Namely, that owing to massive, chronic deficit finance and the unbalanced structure of Federal taxation, upwards of 130 million of America’s 144 million tax-filers pay virtually no income tax and just 7.6% of their incomes for the employee share of payroll taxes. 

This means that the overwhelming share of Federal spending is borrowed or paid for by the rich and corporations.

To be sure, it all comes out in the wash under full effects economics. 

Consumers, workers and investors ultimately pay the corporate tax and the rich provide the investment capital that keeps the main street economy going. 

But when it comes to directly feeling Uncle Sam’s presence in household budgets, it is already the case that benefits received far outweigh direct taxes paid by those 130 million units; and now the Biden social welfare expansion of the century with its numerous new universal entitlements will make it even more preponderantly so.

Indeed, when you actually pencil it out, you begin to wonder if there would be any net taxpayers left at all. 

While the example below is slightly on the exaggerated side because it is based on a family of four kids, one maternity leave and two wage-earning adults, it is nevertheless a gobsmacker when you compare current law taxes with the new benefits under the Biden/Dem plan.

Our example is based on a two-earner family with $150,000 in salaries and wages, of which the major earner makes $110,000. 

Three of the children (including the newborn) are under 6 years, one is under 18 years, and one is in two-year college, and the higher earning spouse takes 12 weeks of maternity leave to care for the fifth child.

Based on these specifications, the family would receive $49,100 per year in benefits under the Biden/Dem plan:

12 weeks of Family Leave at $1,066 per week: $12,800;

Child Tax Credits for three kids under 6 years: $10,800;

Two child care credits: $8,000;

One Child Tax Credit under 18 years: $3,000;

One free junior college education per College Board average cost: $14,500;

Total Biden/Dem benefits: $49,100.

> [EXTRACTED RECORDS]:
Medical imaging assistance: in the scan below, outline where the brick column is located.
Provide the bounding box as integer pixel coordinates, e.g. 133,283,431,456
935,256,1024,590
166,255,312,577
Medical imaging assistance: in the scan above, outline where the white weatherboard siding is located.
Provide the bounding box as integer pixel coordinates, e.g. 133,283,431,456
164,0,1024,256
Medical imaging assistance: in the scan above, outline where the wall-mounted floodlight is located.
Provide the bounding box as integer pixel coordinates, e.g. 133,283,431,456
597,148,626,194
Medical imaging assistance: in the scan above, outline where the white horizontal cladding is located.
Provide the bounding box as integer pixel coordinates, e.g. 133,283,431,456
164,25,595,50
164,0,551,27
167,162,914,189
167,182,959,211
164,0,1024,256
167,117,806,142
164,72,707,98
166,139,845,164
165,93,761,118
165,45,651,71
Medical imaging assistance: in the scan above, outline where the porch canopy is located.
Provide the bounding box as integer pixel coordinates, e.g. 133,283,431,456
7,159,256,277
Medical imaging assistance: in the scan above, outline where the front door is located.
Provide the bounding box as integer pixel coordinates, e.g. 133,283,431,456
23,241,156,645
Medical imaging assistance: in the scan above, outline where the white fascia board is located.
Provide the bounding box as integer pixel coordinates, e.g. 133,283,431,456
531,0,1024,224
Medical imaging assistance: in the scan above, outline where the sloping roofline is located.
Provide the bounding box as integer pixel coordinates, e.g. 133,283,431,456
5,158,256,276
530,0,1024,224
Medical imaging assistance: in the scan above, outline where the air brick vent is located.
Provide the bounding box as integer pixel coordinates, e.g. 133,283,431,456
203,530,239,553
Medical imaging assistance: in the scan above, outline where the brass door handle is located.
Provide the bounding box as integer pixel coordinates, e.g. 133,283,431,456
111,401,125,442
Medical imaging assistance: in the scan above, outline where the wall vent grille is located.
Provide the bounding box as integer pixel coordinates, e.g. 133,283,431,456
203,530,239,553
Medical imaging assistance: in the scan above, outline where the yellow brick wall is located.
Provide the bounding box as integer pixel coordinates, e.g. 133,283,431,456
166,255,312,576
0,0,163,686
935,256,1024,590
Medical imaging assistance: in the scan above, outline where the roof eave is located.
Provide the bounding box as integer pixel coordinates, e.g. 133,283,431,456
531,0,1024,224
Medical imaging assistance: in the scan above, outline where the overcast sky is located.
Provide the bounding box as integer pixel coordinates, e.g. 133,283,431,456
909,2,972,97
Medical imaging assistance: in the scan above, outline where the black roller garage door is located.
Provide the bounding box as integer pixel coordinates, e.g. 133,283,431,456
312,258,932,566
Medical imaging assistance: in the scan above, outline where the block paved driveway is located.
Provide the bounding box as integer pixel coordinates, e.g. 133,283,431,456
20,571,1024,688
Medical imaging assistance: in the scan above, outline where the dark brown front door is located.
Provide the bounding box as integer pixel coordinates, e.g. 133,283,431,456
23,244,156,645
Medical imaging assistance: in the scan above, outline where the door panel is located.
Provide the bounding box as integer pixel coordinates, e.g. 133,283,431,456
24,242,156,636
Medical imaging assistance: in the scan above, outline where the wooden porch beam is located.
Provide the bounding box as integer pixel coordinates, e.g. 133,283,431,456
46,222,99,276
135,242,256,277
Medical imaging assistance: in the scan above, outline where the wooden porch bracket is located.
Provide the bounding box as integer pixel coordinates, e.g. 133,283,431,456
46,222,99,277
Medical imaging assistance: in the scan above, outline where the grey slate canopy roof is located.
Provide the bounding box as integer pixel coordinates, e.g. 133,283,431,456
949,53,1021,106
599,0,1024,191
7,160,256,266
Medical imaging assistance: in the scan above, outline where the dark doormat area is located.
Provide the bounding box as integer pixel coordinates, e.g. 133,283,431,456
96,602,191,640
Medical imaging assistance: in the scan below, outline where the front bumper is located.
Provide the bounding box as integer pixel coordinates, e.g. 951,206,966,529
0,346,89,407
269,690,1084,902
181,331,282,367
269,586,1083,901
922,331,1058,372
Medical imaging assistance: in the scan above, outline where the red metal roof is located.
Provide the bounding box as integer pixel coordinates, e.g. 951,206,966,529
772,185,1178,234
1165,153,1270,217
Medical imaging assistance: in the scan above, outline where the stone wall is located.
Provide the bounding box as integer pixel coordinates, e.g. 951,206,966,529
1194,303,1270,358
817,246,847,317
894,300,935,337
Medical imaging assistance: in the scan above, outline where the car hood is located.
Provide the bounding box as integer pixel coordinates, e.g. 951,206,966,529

> [PROBLEMS TO SOLVE]:
• 1. In the passage on Federal taxation and the Biden/Dem benefits plan, how much of the example family's $150,000 in salaries and wages does the major earner make?
• 2. Continue the passage on Federal taxation and the Biden/Dem benefits plan from its last line.

> [WRITTEN ANSWERS]:
• 1. $110,000.

• 2.
By contrast, here is the income and payroll tax calculation for the same family under current law with $150,000 of earned income and taking the standard deduction (it doesn’t itemize):

Adjusted Gross Income: $150,000;

Standard deduction: $19,550;

Taxable income: $130,450;

10% tax on first $10,275: $1,028;

12% tax on $19,275-$41,775: $3,780;

22% tax on $41,775-89,075: $10,406;

24% tax on $89,075 to $130,450: $9,930;

Total Federal income tax liability before tax credits: $25,144;

6.2% Social Security tax on $150,000 of joint salaries: $9,300;

1.45% Medicare tax on $150,000 of joint salaries: $2,175;

Total Federal income and payroll taxes: $36,619.

There you have it. 

This family unit would be in the top 10% of all taxpayers, yet it would receive Biden/Dem benefits equal to 134% of its current income and payroll tax liabilities.

So, the question recurs. 

How in the world does the Federal government finance itself if even $150,000 per year families are not net taxpayers?

A quick breakout of the estimated outlays and receipts for the now completed FY 2021 reveals the dirty secret and tells you all you need to know. 

To wit, only 15% of estimated outlays of $7.25 trillion were directly paid by the bottom 130 million or 90% of tax filers. 

The rest was borrowed or charged to business and the richest 15 million taxpayers.

In short, Washington’s fiscal policy has degenerated to "don’t tax you, don’t tax me—tax and borrow from the fellow behind the tree".

Breakout of Funding For FY 2021 Outlays of $7.25 Trillion:

Income taxes paid by bottom 90% (130 million filers): $511 billion;

Payroll taxes paid by the bottom 90%: $585 billion;

Subtotal, direct taxes paid by bottom 90%: $1,096 billion (15%) 

Corporate income and payroll taxes paid by businesses: $916 billion;

Income, estate and payroll taxes paid by the richest 10%: $1,280 billion;

Tariffs, excise taxes and Fed payment: $312 billion;

Borrowings charged to future taxpayers: $3,668 billion;

Total paid by business, the wealthy, future taxpayers and indirect: $6,153 billion (85%); 

Total FY 2021 outlays: $7,249 billion


Needless to say, the above is before the so-called generational expansion of the Welfare State embodied in the Biden/Dem plan.

So, what we have coming down the pike is a fiscal doomsday machine. 

The bottom 90% will fund an even smaller share of Federal outlays and get even more entitlements and free stuff from Washington.

So, yes, the Biden Boondoggle is worse than you think. 

Very much worse.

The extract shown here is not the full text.